### Your goal:
Determine how many lines of the entries include the word "front", and report that number with no further text.

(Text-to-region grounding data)
____

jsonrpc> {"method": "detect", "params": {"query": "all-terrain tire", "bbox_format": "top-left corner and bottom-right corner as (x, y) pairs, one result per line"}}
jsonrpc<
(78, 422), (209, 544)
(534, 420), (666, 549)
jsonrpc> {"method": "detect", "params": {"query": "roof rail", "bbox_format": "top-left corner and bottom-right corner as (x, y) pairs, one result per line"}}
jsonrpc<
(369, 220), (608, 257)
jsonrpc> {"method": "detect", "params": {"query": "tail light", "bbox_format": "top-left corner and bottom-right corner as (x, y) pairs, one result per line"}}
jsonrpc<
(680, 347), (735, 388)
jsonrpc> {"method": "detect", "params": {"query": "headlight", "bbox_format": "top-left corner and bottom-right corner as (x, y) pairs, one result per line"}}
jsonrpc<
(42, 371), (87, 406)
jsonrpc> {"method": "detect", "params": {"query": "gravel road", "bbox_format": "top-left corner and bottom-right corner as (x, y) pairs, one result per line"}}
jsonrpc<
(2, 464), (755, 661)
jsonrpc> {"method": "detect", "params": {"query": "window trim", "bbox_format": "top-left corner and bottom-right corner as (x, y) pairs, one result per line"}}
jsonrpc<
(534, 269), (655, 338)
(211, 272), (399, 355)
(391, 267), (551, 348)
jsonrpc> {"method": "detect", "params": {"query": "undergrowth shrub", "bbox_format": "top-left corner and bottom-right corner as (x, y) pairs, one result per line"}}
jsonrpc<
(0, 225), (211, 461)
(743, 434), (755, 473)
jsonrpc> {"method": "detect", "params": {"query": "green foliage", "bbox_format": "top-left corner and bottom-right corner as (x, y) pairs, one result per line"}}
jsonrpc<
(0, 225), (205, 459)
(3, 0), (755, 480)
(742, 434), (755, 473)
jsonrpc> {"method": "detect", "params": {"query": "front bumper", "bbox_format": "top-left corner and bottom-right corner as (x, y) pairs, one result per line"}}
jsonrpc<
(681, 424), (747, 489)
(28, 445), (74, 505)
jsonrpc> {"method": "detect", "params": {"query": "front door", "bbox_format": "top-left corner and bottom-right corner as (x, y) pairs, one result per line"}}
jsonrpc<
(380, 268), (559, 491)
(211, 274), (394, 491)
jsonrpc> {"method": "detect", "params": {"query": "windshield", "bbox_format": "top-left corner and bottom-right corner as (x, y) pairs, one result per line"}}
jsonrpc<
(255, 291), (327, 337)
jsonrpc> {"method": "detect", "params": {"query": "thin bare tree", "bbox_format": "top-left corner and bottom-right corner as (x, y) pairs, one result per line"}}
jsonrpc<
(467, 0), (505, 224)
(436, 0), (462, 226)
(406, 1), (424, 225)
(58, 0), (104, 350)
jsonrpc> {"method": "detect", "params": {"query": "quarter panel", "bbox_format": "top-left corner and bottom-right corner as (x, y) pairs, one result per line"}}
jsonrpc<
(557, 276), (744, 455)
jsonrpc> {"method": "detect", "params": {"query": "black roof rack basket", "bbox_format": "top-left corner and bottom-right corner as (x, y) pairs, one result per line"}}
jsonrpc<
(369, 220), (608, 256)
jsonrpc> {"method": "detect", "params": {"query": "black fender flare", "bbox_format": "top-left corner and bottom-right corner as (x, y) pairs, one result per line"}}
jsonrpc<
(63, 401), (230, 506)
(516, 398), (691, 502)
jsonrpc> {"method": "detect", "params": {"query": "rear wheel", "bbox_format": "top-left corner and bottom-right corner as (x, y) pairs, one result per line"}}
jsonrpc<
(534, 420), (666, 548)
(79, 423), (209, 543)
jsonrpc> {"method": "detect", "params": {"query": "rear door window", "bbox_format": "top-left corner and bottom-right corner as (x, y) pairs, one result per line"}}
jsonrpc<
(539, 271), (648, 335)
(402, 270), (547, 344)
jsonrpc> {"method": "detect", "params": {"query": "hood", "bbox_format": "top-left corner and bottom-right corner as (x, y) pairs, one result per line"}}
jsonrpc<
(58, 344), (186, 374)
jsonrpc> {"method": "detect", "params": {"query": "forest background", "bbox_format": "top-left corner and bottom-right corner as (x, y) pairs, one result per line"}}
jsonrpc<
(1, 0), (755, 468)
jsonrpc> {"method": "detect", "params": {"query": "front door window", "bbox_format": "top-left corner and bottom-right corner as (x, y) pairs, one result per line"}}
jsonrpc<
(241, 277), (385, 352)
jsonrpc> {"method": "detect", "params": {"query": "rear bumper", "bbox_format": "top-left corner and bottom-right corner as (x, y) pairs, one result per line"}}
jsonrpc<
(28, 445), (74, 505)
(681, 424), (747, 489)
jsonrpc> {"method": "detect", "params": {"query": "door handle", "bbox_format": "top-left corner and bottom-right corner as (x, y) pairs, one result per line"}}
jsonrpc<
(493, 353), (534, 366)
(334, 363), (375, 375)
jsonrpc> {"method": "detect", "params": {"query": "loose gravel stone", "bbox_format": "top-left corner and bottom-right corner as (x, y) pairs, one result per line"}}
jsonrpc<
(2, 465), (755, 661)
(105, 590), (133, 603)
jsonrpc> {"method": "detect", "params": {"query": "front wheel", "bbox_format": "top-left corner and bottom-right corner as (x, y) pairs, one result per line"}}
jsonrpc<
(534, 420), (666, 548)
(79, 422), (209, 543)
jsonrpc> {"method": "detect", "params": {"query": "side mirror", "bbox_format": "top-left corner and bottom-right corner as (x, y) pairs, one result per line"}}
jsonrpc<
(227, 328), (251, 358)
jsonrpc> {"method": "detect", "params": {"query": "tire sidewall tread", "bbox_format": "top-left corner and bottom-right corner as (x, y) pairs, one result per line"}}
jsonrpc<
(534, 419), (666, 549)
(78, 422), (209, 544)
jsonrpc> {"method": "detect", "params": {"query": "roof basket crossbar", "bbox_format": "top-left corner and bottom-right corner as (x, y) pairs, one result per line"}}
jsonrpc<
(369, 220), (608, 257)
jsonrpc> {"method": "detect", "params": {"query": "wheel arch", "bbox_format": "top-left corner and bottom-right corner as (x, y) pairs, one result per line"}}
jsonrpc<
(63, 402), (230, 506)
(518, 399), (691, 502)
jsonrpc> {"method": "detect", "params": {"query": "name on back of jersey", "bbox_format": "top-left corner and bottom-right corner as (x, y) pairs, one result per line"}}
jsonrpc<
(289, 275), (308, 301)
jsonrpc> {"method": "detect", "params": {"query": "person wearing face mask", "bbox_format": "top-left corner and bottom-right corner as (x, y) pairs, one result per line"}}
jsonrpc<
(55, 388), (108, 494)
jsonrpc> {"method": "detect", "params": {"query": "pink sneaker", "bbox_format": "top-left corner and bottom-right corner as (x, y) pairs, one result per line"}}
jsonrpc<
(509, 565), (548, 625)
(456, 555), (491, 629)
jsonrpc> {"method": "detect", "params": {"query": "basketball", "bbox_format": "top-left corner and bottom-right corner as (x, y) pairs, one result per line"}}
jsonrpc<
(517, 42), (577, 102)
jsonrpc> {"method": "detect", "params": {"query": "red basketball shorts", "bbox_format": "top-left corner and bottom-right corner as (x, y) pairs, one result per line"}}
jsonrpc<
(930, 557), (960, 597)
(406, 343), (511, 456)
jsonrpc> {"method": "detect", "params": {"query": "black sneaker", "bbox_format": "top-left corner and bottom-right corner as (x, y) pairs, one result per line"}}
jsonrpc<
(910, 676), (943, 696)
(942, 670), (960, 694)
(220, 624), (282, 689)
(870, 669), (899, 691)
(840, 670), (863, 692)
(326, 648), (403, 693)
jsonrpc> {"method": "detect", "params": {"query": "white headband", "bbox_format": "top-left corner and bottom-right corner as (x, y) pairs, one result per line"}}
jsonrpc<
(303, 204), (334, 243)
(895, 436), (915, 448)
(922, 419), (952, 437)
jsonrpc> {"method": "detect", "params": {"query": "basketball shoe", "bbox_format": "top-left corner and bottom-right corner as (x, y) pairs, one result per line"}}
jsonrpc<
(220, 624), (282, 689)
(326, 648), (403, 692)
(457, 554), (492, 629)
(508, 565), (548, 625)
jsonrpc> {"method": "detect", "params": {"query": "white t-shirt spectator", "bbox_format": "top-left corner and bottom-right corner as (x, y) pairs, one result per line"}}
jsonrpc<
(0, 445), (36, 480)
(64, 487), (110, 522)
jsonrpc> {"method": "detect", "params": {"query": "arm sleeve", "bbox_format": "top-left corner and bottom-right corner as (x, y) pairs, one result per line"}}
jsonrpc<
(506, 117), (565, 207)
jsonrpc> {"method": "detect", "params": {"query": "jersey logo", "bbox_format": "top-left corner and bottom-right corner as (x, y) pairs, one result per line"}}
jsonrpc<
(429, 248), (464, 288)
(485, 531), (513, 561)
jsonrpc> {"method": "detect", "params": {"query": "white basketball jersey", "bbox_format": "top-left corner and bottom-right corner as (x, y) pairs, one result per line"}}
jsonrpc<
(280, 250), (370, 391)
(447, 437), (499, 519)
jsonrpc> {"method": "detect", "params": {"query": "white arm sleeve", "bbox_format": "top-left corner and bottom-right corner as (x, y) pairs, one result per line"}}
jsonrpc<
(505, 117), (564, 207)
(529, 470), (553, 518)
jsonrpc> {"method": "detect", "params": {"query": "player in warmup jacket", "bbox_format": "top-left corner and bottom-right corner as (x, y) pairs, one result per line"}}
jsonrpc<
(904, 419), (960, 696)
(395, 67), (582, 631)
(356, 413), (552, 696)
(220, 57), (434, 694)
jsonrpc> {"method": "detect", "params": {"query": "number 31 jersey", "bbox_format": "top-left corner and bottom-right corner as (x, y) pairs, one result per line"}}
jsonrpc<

____

### Answer for the task:
4